• [Record excerpts]
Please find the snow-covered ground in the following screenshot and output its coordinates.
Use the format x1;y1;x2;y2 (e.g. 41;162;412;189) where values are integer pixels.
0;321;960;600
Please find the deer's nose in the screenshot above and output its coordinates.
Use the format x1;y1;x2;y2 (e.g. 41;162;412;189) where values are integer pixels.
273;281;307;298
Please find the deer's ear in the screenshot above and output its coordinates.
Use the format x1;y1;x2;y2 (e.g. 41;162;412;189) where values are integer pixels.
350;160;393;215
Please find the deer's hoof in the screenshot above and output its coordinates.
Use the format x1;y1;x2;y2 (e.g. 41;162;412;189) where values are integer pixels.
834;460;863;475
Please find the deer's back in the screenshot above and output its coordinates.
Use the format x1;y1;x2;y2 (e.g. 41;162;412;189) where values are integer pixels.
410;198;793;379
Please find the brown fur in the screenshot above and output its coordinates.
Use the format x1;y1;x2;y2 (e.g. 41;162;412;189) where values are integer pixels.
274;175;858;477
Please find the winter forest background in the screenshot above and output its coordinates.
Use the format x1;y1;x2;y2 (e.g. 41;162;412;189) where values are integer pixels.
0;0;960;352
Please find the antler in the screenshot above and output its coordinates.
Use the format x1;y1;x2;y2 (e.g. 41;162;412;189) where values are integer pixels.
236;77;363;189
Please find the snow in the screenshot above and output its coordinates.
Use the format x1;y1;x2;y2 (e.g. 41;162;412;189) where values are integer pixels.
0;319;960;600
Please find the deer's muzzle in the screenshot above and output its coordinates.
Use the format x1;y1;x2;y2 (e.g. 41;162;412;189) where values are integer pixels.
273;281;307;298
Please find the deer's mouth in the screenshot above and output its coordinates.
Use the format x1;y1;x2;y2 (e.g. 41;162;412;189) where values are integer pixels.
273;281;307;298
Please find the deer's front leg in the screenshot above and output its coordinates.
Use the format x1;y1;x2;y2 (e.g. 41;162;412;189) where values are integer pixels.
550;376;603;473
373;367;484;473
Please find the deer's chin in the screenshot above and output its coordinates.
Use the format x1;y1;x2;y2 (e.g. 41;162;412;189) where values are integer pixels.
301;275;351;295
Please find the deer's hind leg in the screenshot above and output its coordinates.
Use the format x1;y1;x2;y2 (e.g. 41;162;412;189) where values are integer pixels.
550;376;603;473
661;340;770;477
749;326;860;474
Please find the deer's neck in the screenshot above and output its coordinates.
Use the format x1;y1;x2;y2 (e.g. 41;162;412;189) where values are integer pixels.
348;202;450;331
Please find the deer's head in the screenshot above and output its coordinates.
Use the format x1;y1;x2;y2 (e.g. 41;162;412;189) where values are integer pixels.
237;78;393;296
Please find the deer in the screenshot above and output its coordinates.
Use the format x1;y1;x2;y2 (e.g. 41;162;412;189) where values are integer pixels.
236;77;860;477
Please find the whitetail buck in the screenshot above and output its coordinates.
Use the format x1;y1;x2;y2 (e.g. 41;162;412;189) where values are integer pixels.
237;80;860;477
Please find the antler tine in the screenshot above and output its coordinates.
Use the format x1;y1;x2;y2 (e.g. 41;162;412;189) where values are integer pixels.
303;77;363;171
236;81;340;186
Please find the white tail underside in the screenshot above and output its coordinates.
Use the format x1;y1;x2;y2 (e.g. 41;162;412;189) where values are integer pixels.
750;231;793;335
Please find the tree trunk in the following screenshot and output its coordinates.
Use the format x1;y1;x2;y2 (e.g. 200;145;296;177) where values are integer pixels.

• [Written exercise] Rewrite all the lines of the entries above as a numbered list, omitting any blank lines.

• [Solution below]
1. Please find the snow-covered ground in the following screenshot and output its coordinates.
2. Use the format x1;y1;x2;y2 (e.g. 41;162;412;189) where values are integer pixels.
3. 0;321;960;600
4. Please find the deer's nose in the screenshot above and output its coordinates.
5. Use the format x1;y1;x2;y2 (e.g. 41;162;412;189) where values are integer pixels.
6. 273;281;307;298
7. Please find the deer's ear in the screenshot above and output its coordinates.
8. Use the format x1;y1;x2;y2 (e.g. 41;162;412;189) where values are integer pixels.
9. 350;160;393;215
10. Please find the deer's hoof in the screenshot above and output its coordinates.
11. Use the format x1;y1;x2;y2 (e.g. 41;162;412;189) where values are integer pixels.
12. 834;460;863;475
13. Please find the deer's back in the screenshot above and output its coordinates.
14. Use the format x1;y1;x2;y2 (e.g. 41;162;412;189) where values are integer pixels.
15. 410;198;793;379
16. Please find the brown fur in the screenshot above and output its coordinates.
17. Use the format x1;y1;x2;y2 (e.g. 41;162;412;189) where values are integer pixels.
18. 274;175;858;477
19. Please find the winter forest background in the screenshot above and output its coordinates.
20. Use the format x1;y1;x2;y2 (e.g. 41;162;412;189) where values are integer pixels.
21. 0;0;960;352
22. Please find the antler in the screenshot above and output its coordinates.
23. Use the format x1;y1;x2;y2 (e.g. 41;162;412;189) where values are integer pixels.
24. 236;77;363;189
25. Please find the snow in the screenshot above and output its coordinates.
26. Use the format x1;y1;x2;y2 (e.g. 41;162;412;189) where values are integer pixels.
27. 0;319;960;600
28. Please find the deer's muzzle in the screenshot above and output its coordinates.
29. Use the format x1;y1;x2;y2 (e.g. 41;162;412;189) where values are integer pixels.
30. 273;281;307;298
31. Please find the deer's mouth in the screenshot above and output its coordinates.
32. Use the format x1;y1;x2;y2 (e.g. 41;162;412;189) where values are integer pixels.
33. 273;281;307;298
34. Please find the deer's front leg in the screenshot above and output its coordinates.
35. Use the format x1;y1;x2;y2 (e.g. 41;162;412;189) where values are integer pixels.
36. 550;376;603;473
37. 373;367;484;473
38. Please find the deer's chin in the screenshot above and output its coordinates.
39. Use the format x1;y1;x2;y2 (e.g. 41;162;412;189) where values are integer pixels.
40. 301;275;351;295
41. Please find the deer's hind leg in the screenshot above and output its coordinates.
42. Use the format x1;y1;x2;y2 (e.g. 41;162;412;189) where values are integer pixels.
43. 550;376;603;473
44. 661;340;770;477
45. 749;326;860;474
46. Please find the deer's neck in the screenshot above and output its coordinates.
47. Use the format x1;y1;x2;y2 (e.g. 41;162;412;189) where values are integer pixels.
48. 348;202;450;331
49. Please find the deer's head in the screenshot above and output its coordinates.
50. Use the format x1;y1;x2;y2 (e.g. 41;162;412;189) where values are integer pixels.
51. 237;78;393;296
52. Please find the deer in the screenshot above and output its coordinates.
53. Use the format x1;y1;x2;y2 (e.g. 41;162;412;189) where values are integer pixels.
54. 236;77;860;477
55. Please find the whitetail buck in the screenshot above and output its coordinates.
56. Use the format x1;y1;x2;y2 (e.g. 41;162;412;189) where values are integer pixels.
57. 237;80;860;477
58. Please find the antler tine in the screenshot above and output its coordinates.
59. Use the format x1;y1;x2;y2 (e.g. 41;162;412;189) where values are integer pixels.
60. 303;77;363;171
61. 236;81;340;186
62. Please find the white tail underside in the screenshot above and output its coordinates.
63. Use the format x1;y1;x2;y2 (e.g. 41;162;412;189) where values are integer pixels.
64. 750;231;793;335
65. Please find the tree trunk in the following screenshot and output its coordinates.
66. Use the format x1;y1;x2;y2 (e.g. 200;145;296;177) where values are integer pixels.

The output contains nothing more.